» Text:
* * * *
EMPIRE STATE BUILDING ASSOCIATES, et al., Plaintiffs-Appellants-Respondents, v. TRUMP EMPIRE STATE PARTNERS, et al., Defendants-Respondents-Appellants.
Order, Supreme Court, New York County (Edward Lehner, J.), entered November 29, 1996, which sub silentio granted plaintiffs' motion for reargument of the April 11, 1996 order insofar as it had denied plaintiffs' motion for a Yellowstone injunction with respect to a notice of default dated February 20, 1996 and, upon reargument, adhered to the prior determination, and granted defendants' motion to dismiss those portions of plaintiffs' first amended complaint that sought a Yellowstone injunction, unanimously reversed, on the law, with costs payable to plaintiffs, plaintiffs' motion for a Yellowstone injunction granted, defendants' motion to dismiss denied in its entirety and said part of the complaint reinstated.
Order, same court and Justice, entered April 11, 1996, which, insofar as appealed from by defendants, granted plaintiffs' motion for injunctive relief under CPLR 6301 to the extent of enjoining defendants from taking any action pursuant to a notice of termination dated February 27, 1996 other than to litigate, in this action, the right to terminate the lease pursuant to said notice, unanimously affirmed, with costs payable to plaintiffs. Plaintiffs' appeal from the aforesaid order dismissed as moot.
Plaintiffs Empire State Building Associates and Empire State Building Company [collectively “Empire”] are the net lessee and operating sublessee of the Empire State Building. Defendant Trump Empire State Partners, of which defendant Trump Empire State, Inc. is a partner [collectively, “Trump”], is, at least for the purposes of this litigation 1 , the owner of the building and Empire's landlord.
At issue on this appeal is one of a series of default notices sent by Trump in a continuing effort to remove Empire from the property. The first two notices both included claims concerning the air conditioning system of the building as it relates to Local Law 5, which generally requires that commercial office buildings built before 1973 either have an automatic sprinkler system or be “compartmentalized”, which would require, inter alia, that air conditioning units for each floor actually be located on that floor. The building, which is not sprinklered, is also not compartmentalized as to its first five floors or as to the 86th floor, which contains the observation deck and is serviced by an air conditioning unit located two stories above it. Although the building received a variance from Local Law 5 in or around 1981, Trump has taken the position throughout its efforts to evict Empire that, in spite of the variance, the configuration of the air conditioning system for the 86th floor was in violation of law.
* * * *
» Data shown:

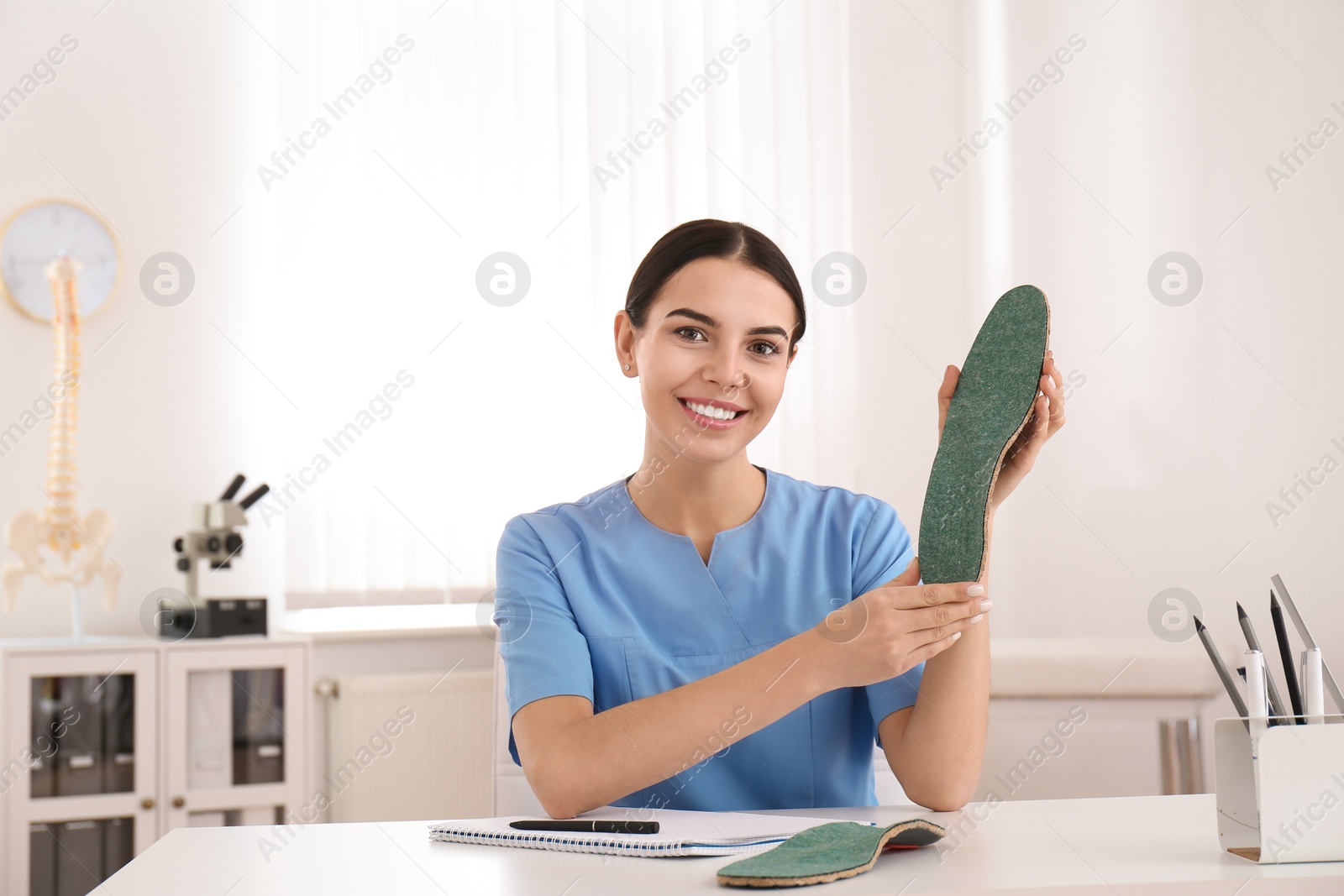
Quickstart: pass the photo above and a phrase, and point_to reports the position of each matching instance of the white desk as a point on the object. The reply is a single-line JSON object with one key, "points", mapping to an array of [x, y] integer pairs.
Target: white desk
* * * *
» Directions:
1) Answer these questions from the court decision:
(a) Which two plaintiffs are the net lessee and operating sublessee of the Empire State Building?
(b) What is the date of the notice of termination named in the order entered April 11, 1996?
(c) According to the court decision, which floor contains the observation deck, and where is the air conditioning unit that serves it?
2) Rewrite the paragraph of the court decision that begins "At issue on this appeal" as a short bulleted list, keeping its main facts.
Answer from the court decision alone, without outside knowledge.

» Task responses:
1)
(a) Empire State Building Associates and Empire State Building Company.
(b) February 27, 1996.
(c) The 86th floor. Its air conditioning unit is located two stories above it.

2)
- The appeal concerns one of a series of default notices Trump sent in a continuing effort to remove Empire from the property.
- The first two notices raised claims about the building's air conditioning system under Local Law 5.
- Local Law 5 generally requires commercial office buildings built before 1973 to have an automatic sprinkler system or be "compartmentalized," which would require, among other things, that each floor's air conditioning units be located on that floor.
- The building has no sprinklers and is not compartmentalized on its first five floors or the 86th floor.
- The 86th floor contains the observation deck and is served by an air conditioning unit two stories above it.
- The building received a variance from Local Law 5 in or around 1981.
- Despite the variance, Trump has maintained that the 86th floor's air conditioning configuration violated the law.